Excerpt provided =>
More signatures hit the table. Surprisingly, one of the heaviest is a delicate seaweed custard ferrying bone marrow, beef broth, a little pile of oscietra caviar and Tasmanian royal miyagi oyster. The dish – which is served in a hefty ceramic bowl by Blackheath artist Simon Reece alongside a hand-hewn spoon by Potts Point woodworker Ted O’Donnell – explains why it took three years to cook up the collab with Rogan. Ian Pagent and Jessica Shirvington of Bathers Pavilion have gone all in. No detail (or expense) has been spared.
L’Enclume’s moustachioed somm Valentin Mouillard shares drinks duty with Bathers' boss Tom Sykes, bouncing between Clare Valley riesling, junmai sake and artisanal kombucha. After almost three hours of this, it’s safe to say I’m elegantly smashed. I stare into a medallion of pearly white rock cod in a foamy, umami-laced broth – and I swear to god the thing is staring right back at me.
After much slack-jawed ogling, it’s suddenly time for dessert. Enter the famous “anvil”, the restaurant’s namesake (L’Enclume means anvil in French) and the most hyped dish of the day. The waitstaff – who’ve been theatrically pouring things onto my plate all afternoon – do it one more time for the ’gram, tipping out a clear, spruce-infused syrup onto a puck of caramel mousse, miso and diced apple. I am no longer giving budget funeral. I think I’m dead.
Petits fours and coffee are on offer, but alas it’s now 5.30pm and this is Sydney, not Cumbria. The traffic on Military Road is catastrophic. Finally back home, I watch my dog hoover his dinner of organic turkey and flaxseed loaf, which is certainly worth more than the tuna I’ll be eating for lunch tomorrow. I feel weird about it. But you know what? At least we both ate well today.
L’Enclume’s residency at Bathers’ Pavilion ends on Sunday, August 20.

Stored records

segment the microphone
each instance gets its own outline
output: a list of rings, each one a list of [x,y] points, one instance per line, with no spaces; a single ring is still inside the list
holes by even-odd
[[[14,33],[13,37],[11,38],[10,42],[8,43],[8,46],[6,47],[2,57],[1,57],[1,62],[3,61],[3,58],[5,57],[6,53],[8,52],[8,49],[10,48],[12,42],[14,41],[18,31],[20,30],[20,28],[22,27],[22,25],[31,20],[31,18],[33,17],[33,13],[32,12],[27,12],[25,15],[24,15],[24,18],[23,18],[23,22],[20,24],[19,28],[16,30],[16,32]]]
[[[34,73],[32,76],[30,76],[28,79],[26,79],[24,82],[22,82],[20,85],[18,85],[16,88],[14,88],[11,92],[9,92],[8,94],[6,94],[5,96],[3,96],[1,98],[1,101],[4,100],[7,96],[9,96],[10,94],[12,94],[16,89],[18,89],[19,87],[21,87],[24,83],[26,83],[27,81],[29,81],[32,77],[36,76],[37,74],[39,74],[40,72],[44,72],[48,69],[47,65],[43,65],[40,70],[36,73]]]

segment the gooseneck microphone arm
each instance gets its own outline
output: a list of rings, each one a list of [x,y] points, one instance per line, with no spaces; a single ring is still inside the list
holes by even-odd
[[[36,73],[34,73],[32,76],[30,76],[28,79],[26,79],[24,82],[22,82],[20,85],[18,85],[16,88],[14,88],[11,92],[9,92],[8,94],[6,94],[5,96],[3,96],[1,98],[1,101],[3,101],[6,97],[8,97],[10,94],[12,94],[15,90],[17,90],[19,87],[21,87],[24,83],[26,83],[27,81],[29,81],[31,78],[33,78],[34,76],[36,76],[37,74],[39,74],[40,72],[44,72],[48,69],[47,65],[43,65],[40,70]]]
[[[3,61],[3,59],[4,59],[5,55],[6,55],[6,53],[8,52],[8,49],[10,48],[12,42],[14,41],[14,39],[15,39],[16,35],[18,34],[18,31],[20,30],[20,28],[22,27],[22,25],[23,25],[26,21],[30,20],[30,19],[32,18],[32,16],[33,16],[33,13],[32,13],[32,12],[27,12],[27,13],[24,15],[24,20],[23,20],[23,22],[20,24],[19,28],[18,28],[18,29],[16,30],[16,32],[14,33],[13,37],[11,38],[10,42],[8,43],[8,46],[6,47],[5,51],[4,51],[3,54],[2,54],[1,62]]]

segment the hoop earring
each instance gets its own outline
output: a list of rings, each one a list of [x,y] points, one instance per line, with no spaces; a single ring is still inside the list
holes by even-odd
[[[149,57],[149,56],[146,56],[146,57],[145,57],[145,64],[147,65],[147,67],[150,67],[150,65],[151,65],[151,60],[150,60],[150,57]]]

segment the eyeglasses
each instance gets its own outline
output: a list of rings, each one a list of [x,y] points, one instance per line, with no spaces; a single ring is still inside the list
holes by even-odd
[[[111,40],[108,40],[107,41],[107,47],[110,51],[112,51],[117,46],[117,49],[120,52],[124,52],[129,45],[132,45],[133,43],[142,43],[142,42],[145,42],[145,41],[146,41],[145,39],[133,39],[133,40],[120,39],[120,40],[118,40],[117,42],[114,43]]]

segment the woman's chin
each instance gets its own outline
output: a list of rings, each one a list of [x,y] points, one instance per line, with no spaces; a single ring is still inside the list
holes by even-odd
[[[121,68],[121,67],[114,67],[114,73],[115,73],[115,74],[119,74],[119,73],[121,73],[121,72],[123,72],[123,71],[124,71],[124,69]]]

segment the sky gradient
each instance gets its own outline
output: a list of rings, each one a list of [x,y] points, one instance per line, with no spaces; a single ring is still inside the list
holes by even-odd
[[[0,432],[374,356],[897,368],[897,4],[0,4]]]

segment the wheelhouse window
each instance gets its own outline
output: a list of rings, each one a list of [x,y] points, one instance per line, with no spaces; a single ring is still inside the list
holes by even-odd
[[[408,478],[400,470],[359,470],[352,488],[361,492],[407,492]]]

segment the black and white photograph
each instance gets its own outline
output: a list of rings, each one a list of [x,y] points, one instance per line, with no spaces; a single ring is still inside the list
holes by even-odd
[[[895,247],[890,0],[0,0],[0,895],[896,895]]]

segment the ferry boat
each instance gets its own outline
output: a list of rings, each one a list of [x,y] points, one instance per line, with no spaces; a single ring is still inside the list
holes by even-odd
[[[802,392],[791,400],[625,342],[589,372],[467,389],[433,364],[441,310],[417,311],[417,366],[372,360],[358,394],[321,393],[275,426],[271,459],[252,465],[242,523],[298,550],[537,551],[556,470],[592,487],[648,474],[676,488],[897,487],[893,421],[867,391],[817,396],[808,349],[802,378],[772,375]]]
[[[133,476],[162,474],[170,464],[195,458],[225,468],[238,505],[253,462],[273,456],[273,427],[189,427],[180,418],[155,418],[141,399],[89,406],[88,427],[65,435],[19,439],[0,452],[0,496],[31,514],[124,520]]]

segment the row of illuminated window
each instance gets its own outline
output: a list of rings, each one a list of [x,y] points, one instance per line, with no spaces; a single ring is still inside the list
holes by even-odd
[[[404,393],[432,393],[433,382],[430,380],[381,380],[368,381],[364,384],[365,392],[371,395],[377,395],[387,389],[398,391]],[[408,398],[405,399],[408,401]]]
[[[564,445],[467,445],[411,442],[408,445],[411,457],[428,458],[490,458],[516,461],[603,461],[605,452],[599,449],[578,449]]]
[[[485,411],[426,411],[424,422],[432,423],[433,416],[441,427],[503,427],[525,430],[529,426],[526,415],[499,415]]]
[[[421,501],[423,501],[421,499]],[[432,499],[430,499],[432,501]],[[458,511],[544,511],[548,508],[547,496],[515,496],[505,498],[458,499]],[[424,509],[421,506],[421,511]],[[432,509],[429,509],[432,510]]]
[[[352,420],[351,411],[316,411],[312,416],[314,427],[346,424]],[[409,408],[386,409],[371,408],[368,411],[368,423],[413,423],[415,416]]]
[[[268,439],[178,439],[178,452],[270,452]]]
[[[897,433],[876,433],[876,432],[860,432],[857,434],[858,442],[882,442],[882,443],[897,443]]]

Problems to solve =>
1 – Answer these questions from the restaurant review.
(a) Who made the ceramic bowl that the seaweed custard is served in?
(b) What does L'Enclume mean in French?
(c) On what date does L'Enclume's residency at Bathers' Pavilion end?
2 – Reproduce everything in the restaurant review from "L’Enclume’s moustachioed somm" down to "think I’m dead.", switching "rock cod" to "snapper".

Solutions per task =>
1 –
(a) Blackheath artist Simon Reece
(b) Anvil
(c) Sunday, August 20

2 –
L’Enclume’s moustachioed somm Valentin Mouillard shares drinks duty with Bathers' boss Tom Sykes, bouncing between Clare Valley riesling, junmai sake and artisanal kombucha. After almost three hours of this, it’s safe to say I’m elegantly smashed. I stare into a medallion of pearly white snapper in a foamy, umami-laced broth – and I swear to god the thing is staring right back at me.
After much slack-jawed ogling, it’s suddenly time for dessert. Enter the famous “anvil”, the restaurant’s namesake (L’Enclume means anvil in French) and the most hyped dish of the day. The waitstaff – who’ve been theatrically pouring things onto my plate all afternoon – do it one more time for the ’gram, tipping out a clear, spruce-infused syrup onto a puck of caramel mousse, miso and diced apple. I am no longer giving budget funeral. I think I’m dead.